▶ [REQUIRED WORK] Please copy out the lines below, changing "even-odd rule" to "nonzero winding rule" wherever it occurs and keeping everything else the same.

[Dataset rows]
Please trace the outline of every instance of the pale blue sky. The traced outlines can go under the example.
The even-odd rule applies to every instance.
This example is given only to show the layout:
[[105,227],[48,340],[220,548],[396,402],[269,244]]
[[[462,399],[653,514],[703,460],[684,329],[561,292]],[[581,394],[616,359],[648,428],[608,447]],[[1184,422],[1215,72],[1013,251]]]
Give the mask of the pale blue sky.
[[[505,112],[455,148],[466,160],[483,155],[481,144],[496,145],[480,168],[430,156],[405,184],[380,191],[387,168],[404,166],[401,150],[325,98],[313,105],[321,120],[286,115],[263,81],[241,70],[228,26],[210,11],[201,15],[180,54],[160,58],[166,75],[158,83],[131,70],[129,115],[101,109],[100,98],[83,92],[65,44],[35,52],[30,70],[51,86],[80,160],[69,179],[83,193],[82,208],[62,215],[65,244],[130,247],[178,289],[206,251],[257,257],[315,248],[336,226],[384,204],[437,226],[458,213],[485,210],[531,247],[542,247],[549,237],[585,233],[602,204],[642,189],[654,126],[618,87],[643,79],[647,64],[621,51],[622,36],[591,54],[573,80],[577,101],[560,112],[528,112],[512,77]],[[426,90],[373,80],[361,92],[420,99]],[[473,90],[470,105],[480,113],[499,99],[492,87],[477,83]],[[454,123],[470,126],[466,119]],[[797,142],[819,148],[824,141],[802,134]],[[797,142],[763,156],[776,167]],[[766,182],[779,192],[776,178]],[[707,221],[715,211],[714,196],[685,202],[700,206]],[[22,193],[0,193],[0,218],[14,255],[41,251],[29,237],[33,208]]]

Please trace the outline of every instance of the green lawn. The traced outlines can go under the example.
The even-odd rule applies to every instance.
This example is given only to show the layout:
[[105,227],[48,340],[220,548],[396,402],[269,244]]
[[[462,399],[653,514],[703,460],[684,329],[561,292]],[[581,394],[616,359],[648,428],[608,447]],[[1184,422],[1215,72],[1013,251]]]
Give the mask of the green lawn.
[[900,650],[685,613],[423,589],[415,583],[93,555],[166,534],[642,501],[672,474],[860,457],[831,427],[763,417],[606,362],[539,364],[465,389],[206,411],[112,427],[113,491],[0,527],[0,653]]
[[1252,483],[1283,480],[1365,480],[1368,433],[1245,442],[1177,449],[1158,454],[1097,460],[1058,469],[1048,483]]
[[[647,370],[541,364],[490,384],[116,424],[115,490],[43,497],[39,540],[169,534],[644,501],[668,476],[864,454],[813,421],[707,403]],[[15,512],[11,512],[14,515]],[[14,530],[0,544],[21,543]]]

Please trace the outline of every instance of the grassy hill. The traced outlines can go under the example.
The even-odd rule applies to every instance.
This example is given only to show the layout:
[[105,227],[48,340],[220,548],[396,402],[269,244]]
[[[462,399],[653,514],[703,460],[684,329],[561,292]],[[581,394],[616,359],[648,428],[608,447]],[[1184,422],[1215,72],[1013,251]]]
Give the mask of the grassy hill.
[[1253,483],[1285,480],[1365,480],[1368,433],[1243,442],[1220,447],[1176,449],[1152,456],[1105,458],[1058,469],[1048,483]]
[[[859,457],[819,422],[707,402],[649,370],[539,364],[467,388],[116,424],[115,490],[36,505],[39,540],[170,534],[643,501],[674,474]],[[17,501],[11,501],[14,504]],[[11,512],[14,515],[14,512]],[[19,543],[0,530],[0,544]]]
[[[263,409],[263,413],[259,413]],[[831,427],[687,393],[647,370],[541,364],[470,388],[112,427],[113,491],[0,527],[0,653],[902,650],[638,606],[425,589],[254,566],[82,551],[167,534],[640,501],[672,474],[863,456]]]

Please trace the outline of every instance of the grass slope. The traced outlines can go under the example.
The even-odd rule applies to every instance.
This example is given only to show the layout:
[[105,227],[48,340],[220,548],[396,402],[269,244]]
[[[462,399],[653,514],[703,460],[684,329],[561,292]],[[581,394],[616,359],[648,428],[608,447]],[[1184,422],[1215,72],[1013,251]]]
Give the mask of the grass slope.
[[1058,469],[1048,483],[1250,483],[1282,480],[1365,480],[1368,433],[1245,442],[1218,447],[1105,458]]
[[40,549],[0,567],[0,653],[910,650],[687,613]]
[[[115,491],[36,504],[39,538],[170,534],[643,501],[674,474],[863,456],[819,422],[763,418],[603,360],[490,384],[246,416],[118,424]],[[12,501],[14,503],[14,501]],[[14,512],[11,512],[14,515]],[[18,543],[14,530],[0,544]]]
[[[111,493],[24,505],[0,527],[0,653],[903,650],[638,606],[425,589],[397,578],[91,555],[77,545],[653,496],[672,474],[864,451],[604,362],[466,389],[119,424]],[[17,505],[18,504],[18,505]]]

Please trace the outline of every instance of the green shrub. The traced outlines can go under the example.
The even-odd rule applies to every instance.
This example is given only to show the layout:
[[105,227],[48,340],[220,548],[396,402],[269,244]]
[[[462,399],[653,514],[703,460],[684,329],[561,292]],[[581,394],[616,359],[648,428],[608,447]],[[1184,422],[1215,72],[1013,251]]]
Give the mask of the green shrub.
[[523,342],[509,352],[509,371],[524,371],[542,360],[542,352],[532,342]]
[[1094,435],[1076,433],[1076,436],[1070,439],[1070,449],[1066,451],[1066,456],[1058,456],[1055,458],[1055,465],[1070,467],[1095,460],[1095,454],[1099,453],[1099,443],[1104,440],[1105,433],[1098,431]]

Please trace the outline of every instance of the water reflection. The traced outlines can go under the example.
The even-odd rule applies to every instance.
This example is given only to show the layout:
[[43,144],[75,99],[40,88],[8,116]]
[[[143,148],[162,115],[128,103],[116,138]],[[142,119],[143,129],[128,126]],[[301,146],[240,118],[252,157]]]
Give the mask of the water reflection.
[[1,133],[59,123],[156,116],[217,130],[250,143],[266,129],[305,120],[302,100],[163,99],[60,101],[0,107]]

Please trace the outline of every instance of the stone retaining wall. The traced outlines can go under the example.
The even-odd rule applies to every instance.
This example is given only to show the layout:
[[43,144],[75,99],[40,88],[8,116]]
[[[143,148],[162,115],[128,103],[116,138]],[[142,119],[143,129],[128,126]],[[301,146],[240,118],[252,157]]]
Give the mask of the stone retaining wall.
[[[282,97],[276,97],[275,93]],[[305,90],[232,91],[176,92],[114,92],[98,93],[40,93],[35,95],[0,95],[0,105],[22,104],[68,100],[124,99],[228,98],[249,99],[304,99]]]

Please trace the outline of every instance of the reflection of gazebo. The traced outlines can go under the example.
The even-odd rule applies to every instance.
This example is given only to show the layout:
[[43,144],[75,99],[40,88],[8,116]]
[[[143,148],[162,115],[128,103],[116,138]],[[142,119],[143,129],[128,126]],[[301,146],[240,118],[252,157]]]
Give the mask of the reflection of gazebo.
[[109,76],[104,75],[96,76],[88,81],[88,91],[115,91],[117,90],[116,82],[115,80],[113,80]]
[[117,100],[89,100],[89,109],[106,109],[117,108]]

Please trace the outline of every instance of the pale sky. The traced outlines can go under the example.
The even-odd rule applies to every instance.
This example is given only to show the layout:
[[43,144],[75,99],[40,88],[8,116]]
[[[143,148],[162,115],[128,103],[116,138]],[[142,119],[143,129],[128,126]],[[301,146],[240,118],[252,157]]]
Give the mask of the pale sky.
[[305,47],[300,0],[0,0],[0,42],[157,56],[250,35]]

▶ [FINISHED ANSWER]
Please trace the outline of every instance of the pale blue sky. The traced outlines can go under the example.
The nonzero winding rule applies to every instance.
This example is given only to show the layout:
[[105,227],[48,340],[220,548],[396,402],[269,244]]
[[[462,399],[653,514],[703,460],[684,329],[561,292]],[[581,394],[616,359],[648,428],[608,447]],[[1184,422],[1215,72],[1013,251]]]
Give the mask of the pale blue sky.
[[[505,112],[455,148],[466,160],[483,155],[481,144],[496,145],[480,168],[430,156],[405,184],[380,191],[387,168],[404,166],[401,150],[325,98],[313,105],[321,120],[286,115],[263,81],[241,70],[228,26],[210,11],[201,15],[180,54],[160,58],[166,75],[158,83],[131,70],[129,115],[101,109],[100,98],[83,92],[65,44],[35,52],[30,70],[51,86],[80,160],[69,179],[83,193],[82,208],[62,215],[65,244],[130,247],[178,289],[206,251],[257,257],[315,248],[336,226],[384,204],[437,226],[458,213],[485,210],[531,247],[542,247],[549,237],[585,233],[602,204],[642,189],[654,126],[618,87],[643,79],[647,64],[621,51],[622,36],[591,54],[573,80],[577,101],[560,112],[528,112],[512,77]],[[426,90],[373,80],[361,92],[420,99]],[[473,90],[470,105],[480,113],[499,99],[492,87],[477,83]],[[454,123],[470,126],[466,119]],[[797,142],[819,148],[824,141],[802,134]],[[797,142],[763,156],[776,167]],[[766,182],[779,192],[776,178]],[[707,221],[715,211],[714,196],[685,202],[700,206]],[[22,193],[0,193],[0,218],[14,255],[41,251],[29,237],[33,208]]]

Please trace the outline of every instance of the green lawn. The traced outlines can go under the example.
The nonzero winding rule applies to every instance.
This example is given only to show the layout:
[[105,227],[48,340],[220,548],[396,402],[269,244]]
[[[462,399],[653,514],[703,460],[684,329],[561,292]],[[581,394],[616,359],[648,428],[608,447]],[[1184,422],[1215,72],[1013,251]]]
Give the mask of the green lawn.
[[900,650],[685,613],[423,589],[415,583],[93,555],[166,534],[642,501],[672,474],[860,457],[831,427],[763,417],[606,362],[539,364],[465,389],[206,411],[112,427],[113,491],[0,527],[0,653]]
[[1252,483],[1283,480],[1365,480],[1368,433],[1245,442],[1177,449],[1158,454],[1097,460],[1058,469],[1048,483]]
[[[647,370],[541,364],[490,384],[116,424],[115,490],[43,497],[39,540],[169,534],[644,501],[668,476],[864,454],[813,421],[707,403]],[[15,512],[11,512],[14,515]],[[14,530],[0,544],[21,543]]]

Please trace the outline of every instance of the grassy hill. The traced outlines can go under the example.
The nonzero winding rule applies to every instance.
This example is given only to show the layout:
[[105,227],[48,340],[220,548],[396,402],[269,244]]
[[[462,399],[653,514],[703,460],[684,329],[561,292]],[[581,394],[616,359],[648,428],[608,447]],[[1184,422],[1215,72],[1013,251]]]
Give the mask of the grassy hill.
[[1253,483],[1285,480],[1365,480],[1368,433],[1243,442],[1220,447],[1176,449],[1152,456],[1105,458],[1058,469],[1048,483]]
[[[859,457],[819,422],[707,402],[649,370],[539,364],[467,388],[116,424],[115,490],[36,505],[39,540],[170,534],[643,501],[674,474]],[[17,501],[11,501],[14,504]],[[11,512],[14,515],[14,512]],[[19,543],[0,530],[0,544]]]
[[[263,409],[263,413],[259,413]],[[831,427],[687,393],[647,370],[541,364],[470,388],[112,427],[113,491],[0,527],[0,653],[902,650],[638,606],[425,589],[254,566],[82,551],[167,534],[640,501],[672,474],[863,456]]]

Please trace the outline of every instance of the grass slope. The traced outlines can go under the example.
The nonzero winding rule applies to every instance.
This example is given only to show the layout:
[[105,227],[48,340],[220,548],[396,402],[269,244]]
[[[462,399],[653,514],[703,460],[684,329],[561,292]],[[581,394],[616,359],[648,428],[608,447]],[[1184,422],[1215,72],[1013,251]]]
Give the mask of the grass slope.
[[1058,469],[1048,483],[1250,483],[1282,480],[1365,480],[1368,433],[1245,442],[1218,447],[1105,458]]
[[40,549],[0,567],[0,653],[910,650],[687,613]]
[[[115,491],[36,504],[39,538],[170,534],[643,501],[674,474],[863,456],[819,422],[763,418],[603,360],[490,384],[246,416],[118,424]],[[12,501],[14,503],[14,501]],[[14,512],[11,512],[14,515]],[[18,543],[14,530],[0,544]]]
[[[111,493],[24,505],[0,527],[0,653],[903,650],[638,606],[425,589],[397,578],[91,555],[77,545],[653,496],[672,474],[864,451],[604,362],[466,389],[119,424]],[[17,505],[18,504],[18,505]]]

Please trace the outline of every instance of the green shrub. The traced outlines can go under the example.
The nonzero winding rule applies to every instance.
This example is given only to show the layout:
[[105,227],[48,340],[220,548],[396,402],[269,244]]
[[[462,399],[653,514],[703,460],[684,329],[561,292]],[[581,394],[616,359],[648,428],[608,447]],[[1184,422],[1215,72],[1013,251]]]
Give the mask of the green shrub.
[[523,342],[509,352],[509,371],[524,371],[542,360],[542,352],[532,342]]
[[1094,435],[1076,433],[1076,436],[1070,439],[1070,449],[1066,451],[1066,456],[1058,456],[1055,458],[1055,465],[1070,467],[1095,460],[1095,454],[1099,453],[1099,443],[1104,440],[1105,433],[1098,431]]

Please trace the outline of every instance of the water reflection. The traced outlines can go under the example.
The nonzero winding rule applies to every instance.
This example is given only to show the layout:
[[43,144],[75,99],[40,88],[8,116]]
[[[143,148],[162,115],[128,103],[116,138]],[[142,119],[143,129],[128,126]],[[301,146],[240,118],[252,157]]]
Give the mask of the water reflection.
[[1,133],[59,123],[156,116],[217,130],[250,143],[266,129],[305,120],[302,100],[163,99],[60,101],[0,107]]

Please trace the outline of every instance of the stone retaining wall. The traced outlines can go under the example.
The nonzero winding rule applies to every instance.
This example is given only to show the layout:
[[43,144],[75,99],[40,88],[8,116]]
[[[143,148],[162,115],[128,103],[116,138]],[[142,119],[143,129],[128,126]],[[301,146],[240,118],[252,157]]]
Give the mask of the stone retaining wall.
[[[282,97],[276,97],[275,93]],[[305,90],[232,91],[176,92],[114,92],[98,93],[40,93],[35,95],[0,95],[0,105],[22,104],[68,100],[124,99],[228,98],[249,99],[304,99]]]

Please trace the outline of every instance of the reflection of gazebo. The traced outlines can go under the example.
The nonzero winding rule applies to every instance.
This example is given only to show the layout:
[[43,144],[75,99],[40,88],[8,116]]
[[[143,148],[162,115],[128,103],[116,138]],[[142,119],[143,129],[128,126]],[[301,146],[240,118],[252,157]]]
Give the mask of the reflection of gazebo.
[[109,76],[104,75],[96,76],[88,81],[88,91],[115,91],[117,90],[116,82],[115,80],[113,80]]
[[117,100],[89,100],[89,109],[106,109],[117,108]]

Please trace the outline of every instance of the pale sky. The traced outlines can go under the example.
The nonzero winding rule applies to every instance.
This example is given only to show the layout:
[[43,144],[75,99],[40,88],[8,116]]
[[[143,148],[162,115],[128,103],[116,138]],[[142,119],[143,129],[128,126]],[[301,146],[240,118],[252,157]]]
Give the mask of the pale sky.
[[305,47],[300,0],[0,0],[0,42],[157,56],[250,35]]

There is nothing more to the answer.